Make an exact copy of all the data, pictures excluded.

BEGIN Data under study

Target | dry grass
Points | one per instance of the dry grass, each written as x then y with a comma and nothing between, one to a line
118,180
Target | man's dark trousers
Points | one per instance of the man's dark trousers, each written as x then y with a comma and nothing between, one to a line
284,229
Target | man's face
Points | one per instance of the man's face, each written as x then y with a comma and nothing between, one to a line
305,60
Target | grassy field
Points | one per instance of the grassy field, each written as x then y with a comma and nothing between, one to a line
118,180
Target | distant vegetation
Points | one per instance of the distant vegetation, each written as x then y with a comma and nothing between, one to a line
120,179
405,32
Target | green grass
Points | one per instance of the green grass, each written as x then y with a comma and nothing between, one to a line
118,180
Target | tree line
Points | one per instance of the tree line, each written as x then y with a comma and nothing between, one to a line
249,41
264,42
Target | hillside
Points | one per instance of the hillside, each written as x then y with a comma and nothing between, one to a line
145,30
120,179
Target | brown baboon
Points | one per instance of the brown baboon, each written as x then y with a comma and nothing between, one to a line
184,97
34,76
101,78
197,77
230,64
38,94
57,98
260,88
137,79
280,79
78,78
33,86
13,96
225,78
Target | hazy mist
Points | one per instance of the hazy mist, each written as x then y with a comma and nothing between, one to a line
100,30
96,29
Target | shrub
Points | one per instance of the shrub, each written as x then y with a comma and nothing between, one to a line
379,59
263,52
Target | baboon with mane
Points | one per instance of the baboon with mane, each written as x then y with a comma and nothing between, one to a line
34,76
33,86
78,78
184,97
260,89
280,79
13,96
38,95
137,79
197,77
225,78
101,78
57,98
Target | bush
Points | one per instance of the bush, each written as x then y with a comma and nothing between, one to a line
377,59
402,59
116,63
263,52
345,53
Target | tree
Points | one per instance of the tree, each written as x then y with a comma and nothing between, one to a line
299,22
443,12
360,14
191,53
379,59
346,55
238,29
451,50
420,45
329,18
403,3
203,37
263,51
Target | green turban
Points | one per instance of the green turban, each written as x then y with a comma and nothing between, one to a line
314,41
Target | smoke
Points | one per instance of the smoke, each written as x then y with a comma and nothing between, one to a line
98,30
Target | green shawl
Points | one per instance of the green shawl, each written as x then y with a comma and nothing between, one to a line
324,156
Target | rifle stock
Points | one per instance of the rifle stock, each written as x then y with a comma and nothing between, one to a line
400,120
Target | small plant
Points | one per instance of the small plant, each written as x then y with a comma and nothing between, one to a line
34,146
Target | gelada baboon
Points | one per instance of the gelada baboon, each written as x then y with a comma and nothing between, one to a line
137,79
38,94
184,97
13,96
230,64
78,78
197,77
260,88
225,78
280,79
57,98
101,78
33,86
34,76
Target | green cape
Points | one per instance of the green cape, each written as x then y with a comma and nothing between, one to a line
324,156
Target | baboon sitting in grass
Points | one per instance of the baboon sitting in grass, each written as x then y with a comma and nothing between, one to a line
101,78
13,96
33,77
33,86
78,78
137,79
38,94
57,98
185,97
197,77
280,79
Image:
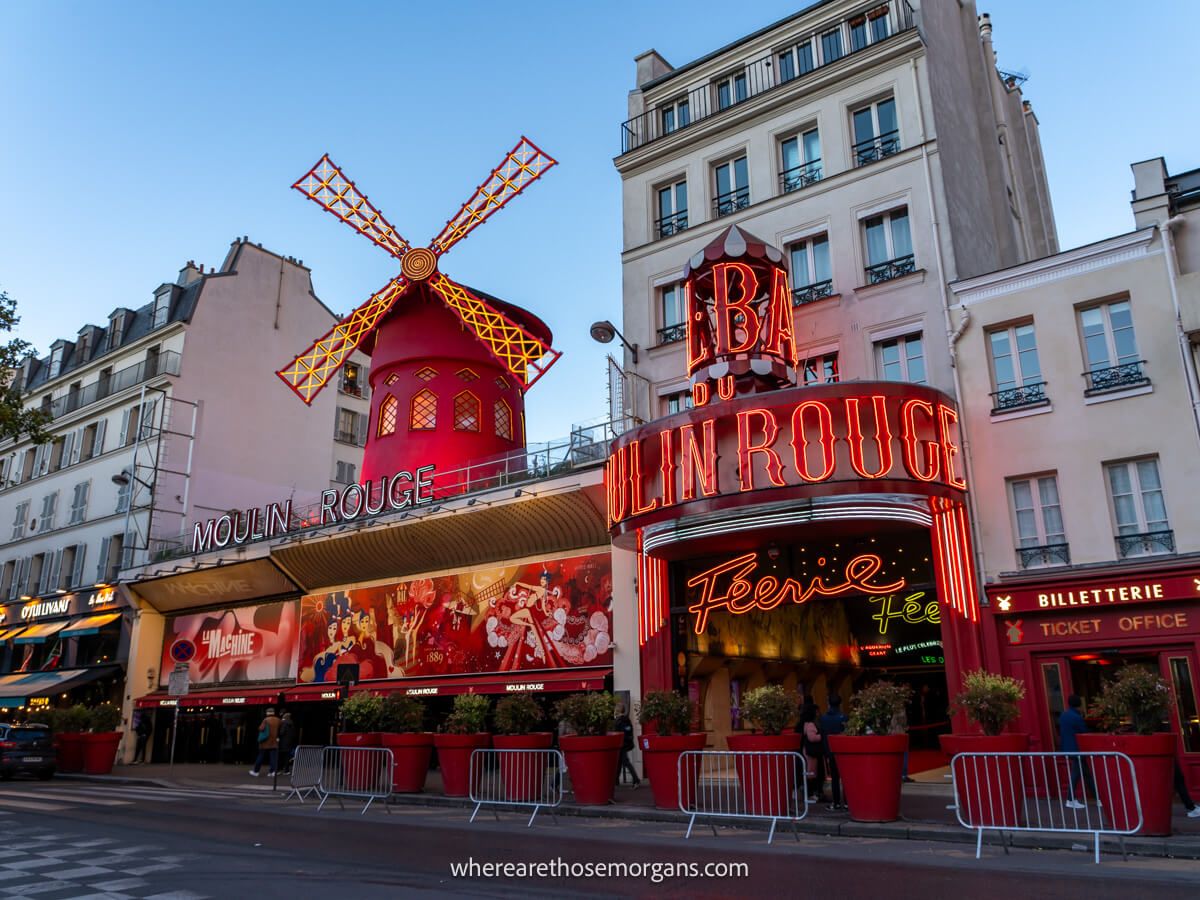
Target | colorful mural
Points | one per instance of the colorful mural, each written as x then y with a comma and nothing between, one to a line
537,616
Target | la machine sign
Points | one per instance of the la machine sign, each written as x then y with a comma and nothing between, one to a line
389,493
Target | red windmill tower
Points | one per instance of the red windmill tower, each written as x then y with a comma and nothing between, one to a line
449,366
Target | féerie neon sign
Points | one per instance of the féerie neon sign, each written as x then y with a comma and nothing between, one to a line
741,595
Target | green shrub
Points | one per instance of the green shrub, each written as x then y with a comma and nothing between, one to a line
669,709
1138,696
769,708
989,700
519,714
401,714
588,714
873,709
469,715
361,712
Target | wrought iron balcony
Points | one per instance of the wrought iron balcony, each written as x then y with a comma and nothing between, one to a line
811,293
671,225
801,177
762,75
1043,556
1128,375
1027,395
892,269
875,149
672,334
731,202
1144,545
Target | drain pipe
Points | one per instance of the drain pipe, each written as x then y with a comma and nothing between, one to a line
1167,229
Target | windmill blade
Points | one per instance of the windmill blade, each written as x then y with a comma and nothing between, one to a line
312,370
523,165
329,189
517,351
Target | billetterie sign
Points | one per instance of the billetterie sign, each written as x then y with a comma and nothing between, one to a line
389,493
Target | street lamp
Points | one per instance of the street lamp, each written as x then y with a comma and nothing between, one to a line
604,331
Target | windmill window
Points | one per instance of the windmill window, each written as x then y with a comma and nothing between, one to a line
466,412
503,420
388,414
424,411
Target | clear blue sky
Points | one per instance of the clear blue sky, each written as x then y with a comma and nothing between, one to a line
136,136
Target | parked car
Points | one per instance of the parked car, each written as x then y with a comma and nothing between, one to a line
27,750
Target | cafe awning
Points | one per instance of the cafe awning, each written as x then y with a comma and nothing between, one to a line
37,634
90,624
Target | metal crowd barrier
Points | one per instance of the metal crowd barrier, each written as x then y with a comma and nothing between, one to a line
727,784
1067,793
355,773
305,775
516,778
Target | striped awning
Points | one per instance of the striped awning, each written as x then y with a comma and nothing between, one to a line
90,624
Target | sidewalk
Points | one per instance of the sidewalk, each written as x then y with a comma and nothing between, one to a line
923,810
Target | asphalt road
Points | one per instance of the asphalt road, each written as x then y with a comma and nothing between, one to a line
83,840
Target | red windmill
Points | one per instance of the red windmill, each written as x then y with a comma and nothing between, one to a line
449,366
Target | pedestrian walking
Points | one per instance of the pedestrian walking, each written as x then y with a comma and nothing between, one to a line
833,721
625,726
1071,726
268,743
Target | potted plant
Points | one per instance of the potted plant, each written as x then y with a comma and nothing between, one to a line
516,717
593,750
991,791
870,759
465,731
666,736
102,738
1133,707
401,721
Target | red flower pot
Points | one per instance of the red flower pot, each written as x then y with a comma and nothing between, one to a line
1153,765
870,767
661,754
592,762
70,745
767,781
523,773
360,772
454,757
100,751
411,760
991,792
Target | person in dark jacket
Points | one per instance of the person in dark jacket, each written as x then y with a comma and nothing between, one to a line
833,721
1071,726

END Data under study

Exercise answer –
Target | dry grass
Points | one per instance of the dry grass, each written as x then y with a comma and nothing between, one to a line
118,180
Target | man's dark trousers
Points | one per instance of the man's dark trousers, each written as x then y with a comma and nothing between, one to a line
284,229
Target | man's face
Points | one per instance of the man's face, each written as x then y with a comma and nothing between, one to a line
305,60
Target | grassy field
Points | one per instance of the grassy field, each written as x then y with a comma and nothing between, one to a line
118,180
Target | distant vegetation
Points | one per instance of the distant vegetation, each written as x then y with a comma and nothing between, one to a line
120,179
405,32
Target | green grass
Points | one per instance of the green grass, each written as x then y with a comma and nothing between, one to a line
118,180
Target | tree line
Points | one per instance of the tree line, each written as x then y with a comma and nothing between, one to a line
249,41
264,42
Target | hillside
Points | one per instance of the hillside, each written as x then y with a comma and nothing between, one to a line
145,30
120,179
Target | brown baboon
Points | one per instance of the brown baboon, each written as x then y with a comma and nothing between, one to a line
184,97
34,76
101,78
197,77
230,64
38,94
57,98
260,88
137,79
280,79
78,78
33,86
13,96
225,78
Target | hazy mist
Points | one per instance of the hazy mist, each written as x then y with a comma and nothing between, one to a line
100,30
96,29
Target | shrub
Points | one per instance of the shrub, each written as x then y with a comma and nothing between, one to a line
379,59
263,52
Target | baboon with mane
Points | one per instance of the baboon with mane, each written as x then y with a comma and nothing between, one to a line
34,76
33,86
78,78
184,97
260,89
280,79
13,96
38,95
137,79
197,77
225,78
101,78
57,98
Target | bush
Points | one per instance of the bush, each written as x then y with a comma and nothing between, one to a line
377,59
402,59
116,63
263,52
345,53
Target | tree
Points | one per instance of the tree, each written as x then y with a comma and nothing between, one to a line
299,22
443,12
360,14
191,53
379,59
346,55
238,29
451,50
420,45
329,18
403,3
203,37
263,51
Target | green turban
Points | one per instance of the green turban, each written as x then y with a comma and nothing between, one to a line
314,41
Target | smoke
Points | one per instance of the smoke, each written as x then y with a comma and nothing between, one to a line
98,30
Target | green shawl
Points | one per instance of the green shawl, each written as x then y with a comma and nothing between, one to a line
324,156
Target | rifle stock
Points | one per instance of the rifle stock, each written as x then y with a comma and nothing between, one to a line
400,120
Target | small plant
Points | one per instance of the small plant, each written as x then y with a comma and nothing between, one to a line
34,146
Target | gelada baboon
Points | one per instance of the gelada baboon, each written as x then y with a comma and nothing between, one to a line
137,79
38,94
184,97
13,96
230,64
78,78
197,77
260,88
225,78
280,79
57,98
101,78
33,86
34,76
Target | green cape
Points | one per instance of the green cape, each written as x then y with a comma and nothing between, one to a line
324,156
Target | baboon sitting in grass
Points | one per instance of the baboon sitting in grass, each written as x then y with a comma and nothing between, one to a line
101,78
13,96
33,77
33,86
78,78
137,79
38,94
57,98
185,97
197,77
280,79
Image:
Target | colorful mural
Points | one per instance of the colorful mural, each written as x then y with a comma and nothing between, one to a line
537,616
Target | la machine sign
Points | one per instance of the la machine sign, each written as x then y with a comma and nothing between, one to a line
389,493
Target | red windmill tower
Points | one per instance of the red windmill tower, each written as x then y with a comma and nothing between, one to a line
449,366
Target | féerie neon sign
Points | one per instance of the féerie neon sign, each written as x then y with a comma and nothing between, one to a line
741,595
Target | green shrub
Points | one per instance of the green shrub, each written as x then y with a comma and nothing between, one to a line
669,709
1138,696
769,708
989,700
519,714
401,714
588,714
873,709
469,715
361,712
Target | wrought iron balcony
Points | one per instance of the wrought iron balcony, each written as x then y with a comma and nothing between, one to a line
811,293
671,225
801,177
762,75
1043,556
1128,375
1027,395
892,269
875,149
672,334
731,202
1144,545
Target | drain pipe
Points | one per instance of the drain pipe, each written as x then y with a comma and nothing between, one to a line
1167,229
Target | windmill blade
Points | one per instance of the windmill blade, each written as x then y with a comma and nothing between, one to a line
312,370
523,165
329,189
517,351
Target | billetterie sign
Points | one per instance of the billetterie sign, each written as x then y with a comma and nothing between, one to a line
389,493
Target | street lamp
Points | one per instance of the street lamp, each written as x then y with a comma and nothing between, one to a line
604,331
Target | windmill window
Points | one per instance of the windmill window, each written as x then y with a comma and nothing between, one to a line
466,412
503,420
388,414
424,411
Target | clear blue sky
Points | one per instance of the clear blue sky, each written as x then y with a comma and nothing between, one to a line
136,136
Target | parked car
Points | one per instance of the parked car, each written as x then y with a comma and nothing between, one to a line
27,750
Target | cafe awning
Points | one per instance of the cafe awning, each written as x then y with a comma and nothing between, one to a line
37,634
90,624
Target | metal crowd barrier
Points | one per instance of the metal crowd barrier, each written as x then y with a comma and nothing between, one to a line
727,784
1067,793
355,773
305,775
516,778
Target | striped awning
Points | one per instance of the striped awning, each written as x then y with a comma and nothing between, one to a line
90,624
Target | sidewalk
Points | one per instance of the sidewalk, each written as x then y with a comma and nothing between, one to a line
923,810
Target | asphalt road
Points | one per instance of the asphalt road, each written as x then y with a comma and nothing between, one to a line
83,840
Target | red windmill
Points | one per instance of the red windmill, each written as x then y with a comma and nothing between, one to a line
449,366
Target | pedestrian walking
Points | one per instance of the pedestrian walking, each written as x then y with a comma and nothing between, one to a line
833,721
625,726
1071,726
268,743
Target | potted plant
Points | one per instance of the potted plant, each written as x then y with a comma and nothing between, one to a line
516,717
593,750
991,791
870,759
465,731
666,736
102,738
1133,707
401,721
Target | red flower pot
Points | one per instance of the red flower pot, each written as x then y with a comma and nothing between, one to a line
1153,765
870,767
661,754
592,762
70,745
767,781
523,773
360,772
454,757
100,751
411,760
991,792
Target | person in dark jacket
Points | one per instance of the person in dark jacket, each written as x then y with a comma and nothing between, one to a line
833,721
1071,726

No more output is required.